__Task item__: Pick up the comment thread on causal inference after its final sentence and continue writing it.
-------- Passage to read

  1. John Goldthorpe has a not very mathematical way of explaining different ways of thinking about causation/causality. Him being a sociologist, he is not overly concerned about the technicalities involved in establishing causal relations through a model – at least he isn't in this article. Instead he wants to find out how to understand causality as a social scientist (or non-economist). The article gives plenty of food for thought.


    This link
    takes you to the abstract for the article.

  2. Pearl (at least) addresses a broader question: How to infer the causal structure from observational data. This is, to me, much more interesting than just estimating the causal effect.

    Another book that addresses that is "Causation, Prediction and Search" <a> by Sprites et. al.

  3. Thanks for the additional references.

    Bill: I don't think it makes sense to talk about "inferring the causal structure [as distinct from estimating causal effects] from observational data." At least not in the social and environmental science problems on which I work. But I respect that others have a different view on this, and I appreciate the link.
----------------
-------- Entries shown
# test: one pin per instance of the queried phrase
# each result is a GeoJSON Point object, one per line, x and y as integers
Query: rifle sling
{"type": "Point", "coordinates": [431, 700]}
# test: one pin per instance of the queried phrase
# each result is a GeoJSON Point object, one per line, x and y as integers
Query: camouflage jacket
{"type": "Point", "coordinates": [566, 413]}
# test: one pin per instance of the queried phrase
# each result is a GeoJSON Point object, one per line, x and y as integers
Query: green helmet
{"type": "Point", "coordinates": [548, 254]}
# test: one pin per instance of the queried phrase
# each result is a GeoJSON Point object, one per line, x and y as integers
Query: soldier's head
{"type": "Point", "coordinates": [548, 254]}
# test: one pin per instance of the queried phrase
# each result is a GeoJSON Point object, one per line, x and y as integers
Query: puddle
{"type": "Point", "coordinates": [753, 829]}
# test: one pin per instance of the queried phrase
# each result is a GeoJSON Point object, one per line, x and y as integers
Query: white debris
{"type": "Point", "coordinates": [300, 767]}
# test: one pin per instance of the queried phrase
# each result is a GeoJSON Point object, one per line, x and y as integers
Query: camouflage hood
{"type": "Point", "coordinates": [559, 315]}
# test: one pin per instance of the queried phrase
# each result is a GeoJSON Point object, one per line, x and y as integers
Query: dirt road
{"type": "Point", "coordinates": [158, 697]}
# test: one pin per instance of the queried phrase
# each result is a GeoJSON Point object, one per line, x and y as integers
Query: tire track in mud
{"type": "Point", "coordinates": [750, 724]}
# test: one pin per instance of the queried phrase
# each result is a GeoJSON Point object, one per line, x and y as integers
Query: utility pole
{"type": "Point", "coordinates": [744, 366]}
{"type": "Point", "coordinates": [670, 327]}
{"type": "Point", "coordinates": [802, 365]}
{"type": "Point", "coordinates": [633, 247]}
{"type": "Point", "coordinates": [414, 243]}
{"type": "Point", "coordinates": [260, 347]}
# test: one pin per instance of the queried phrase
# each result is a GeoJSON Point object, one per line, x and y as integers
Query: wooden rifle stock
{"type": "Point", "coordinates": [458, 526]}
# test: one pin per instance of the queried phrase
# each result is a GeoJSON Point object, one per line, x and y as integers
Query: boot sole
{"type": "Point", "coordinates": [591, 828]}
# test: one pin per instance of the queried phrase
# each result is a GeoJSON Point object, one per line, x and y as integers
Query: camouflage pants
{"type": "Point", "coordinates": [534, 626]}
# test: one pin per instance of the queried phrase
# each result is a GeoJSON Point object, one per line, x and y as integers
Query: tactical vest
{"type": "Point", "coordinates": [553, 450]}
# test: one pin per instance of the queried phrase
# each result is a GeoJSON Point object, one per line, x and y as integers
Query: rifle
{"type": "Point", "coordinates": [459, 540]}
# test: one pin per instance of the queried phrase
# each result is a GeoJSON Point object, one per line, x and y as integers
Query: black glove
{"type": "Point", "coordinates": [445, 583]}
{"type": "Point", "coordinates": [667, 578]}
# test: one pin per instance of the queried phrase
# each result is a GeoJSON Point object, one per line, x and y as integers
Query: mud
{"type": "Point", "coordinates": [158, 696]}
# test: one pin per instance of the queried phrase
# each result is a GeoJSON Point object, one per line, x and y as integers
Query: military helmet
----------------
__Output of the task__:
  4. Andrew,
    I use it in product development to figure out which attribute knobs to turn to make the end-users happier. I may not have been clear, but then estimating the causal effects of those attributes becomes important. There are multiple advocates (e.g. the widget folks want their projects funded) and the network and resulting estimates help clarify the discussion.

    Since we can test our changes relatively easily, if there were only one cause, we could cost-optimize it (which we have done for some parts of the products.)

  5. Hi Andrew,

    You said:

    'I don't think it makes sense to talk about "inferring the causal structure [as distinct from estimating causal effects] from observational data."'

    Following the earlier discussion there now seems to be general agreement that in certain situations adjusting for a pre-treatment variable (e.g. by propensity score) may introduce additional bias aka M-bias, aka "variable inclusion bias".

    Doesn't it follow from this that to have any confidence in reported estimates of causal effects we need to know a great deal about causal structure, in order to know that this is not occurring?

    In Pearl's language we need to know there are no open backdoor paths, in Rubin's language we need to know that treatment is ignorable, conditional on whatever we are adjusting for.

    Without such detailed knowledge there is no reason a priori why adjusting for more covariates should bring us any closer to achieving ignorability.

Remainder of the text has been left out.